*STATED PROBLEM 1*
Answer these about the retirement savings post, one line each:
(a) What swap does it propose for someone whose investment home is not as good as the one they live in?
(b) Retiring in your early sixties may leave how many more years to live?
(c) Which three changes does it list for downgrading your present standard of living?
*STATED PROBLEM 2*
Please pull out every line of the rows that contains the word "turquoise". Case counts.

*PASSAGE PROVIDED*
=======

May 6th, 2009 at 08:23 am

If you think you will have enough money to retire on think again. You may have, of course, but unless you know for sure it’s time to analyse your retirement plan and your investments. In these days of longevity, it may be that you will actually outlive your nest egg unless you do something drastic to prevent that happening. Do something drastic to your savings, that is.

The best thing you can do is add more money to them. While this may not be easy, there is nearly always some way you can cut costs or get a little bit more money. If you go for cutting costs, then don’t forget to save what you cut off your bills, don’t just go out and spend it on something else. It is quite possible to do this subconsciously if you have an attitude of rewarding yourself for all that cutting back. A coffee out here and a meal out there, plus that new tool you’ve been wanting for ages all add up very quickly.

Postposing your retirement, or going into part-time work so that you can add to your super or other savings may be the way to go. Or if you are lucky enough to have an investment home that is not as good as the one you live in, consider swapping for a few years. You could live in your investment home and lease out your fancy one for a great deal more money.

Another way to save money is to downgrade your present standard of living. Forget that holiday, stay home more often, and cook in instead of eating out. Every little bit counts and the more you save now, the better off you will be later on.

Don’t forget that if you retire in your early sixties you may have another thirty or so years to live. Will your retirement investments last that long? There could easily be rising health costs and of course there is always the rising cost of living to consider. Retirement planning is so necessary.

=======

*EXTRACTED DATA*
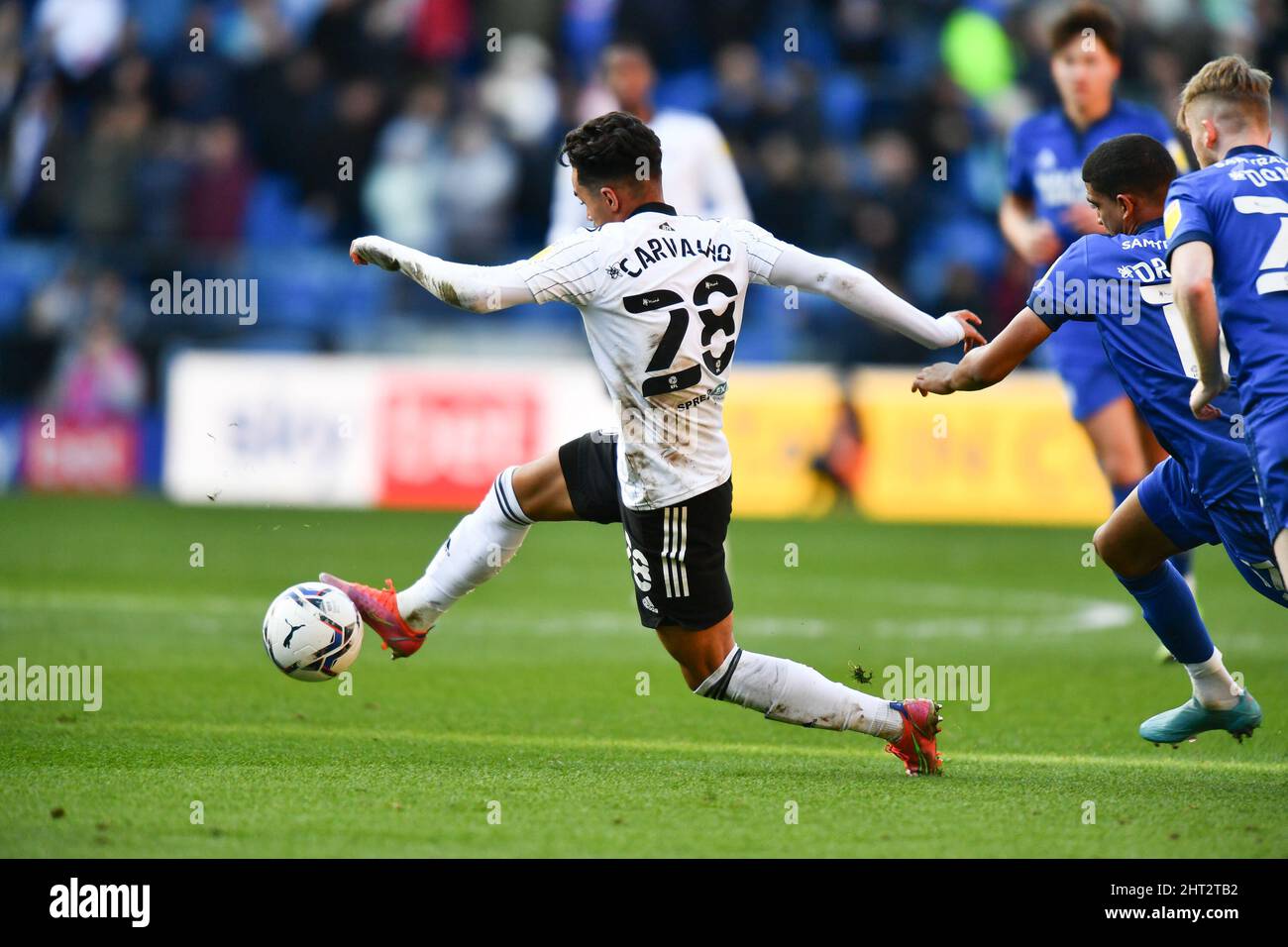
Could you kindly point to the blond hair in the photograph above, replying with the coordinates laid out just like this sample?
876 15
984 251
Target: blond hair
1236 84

=======

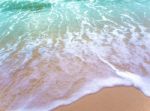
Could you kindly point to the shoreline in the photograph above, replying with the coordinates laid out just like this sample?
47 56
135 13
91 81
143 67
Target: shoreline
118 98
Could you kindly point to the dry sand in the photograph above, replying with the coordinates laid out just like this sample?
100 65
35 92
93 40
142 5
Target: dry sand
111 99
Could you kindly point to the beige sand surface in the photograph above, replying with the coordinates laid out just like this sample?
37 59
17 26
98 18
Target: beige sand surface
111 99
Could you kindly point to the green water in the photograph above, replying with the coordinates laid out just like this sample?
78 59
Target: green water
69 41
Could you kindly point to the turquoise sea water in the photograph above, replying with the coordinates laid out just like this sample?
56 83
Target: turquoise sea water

=======

*WRITTEN RESPONSE 1*
(a) Live in the investment home for a few years and lease out the fancy one for a great deal more money.
(b) Another thirty or so years.
(c) Forget that holiday, stay home more often, and cook in instead of eating out.

*WRITTEN RESPONSE 2*
Could you kindly point to the turquoise sea water in the photograph above, replying with the coordinates laid out just like this sample?
Target: turquoise sea water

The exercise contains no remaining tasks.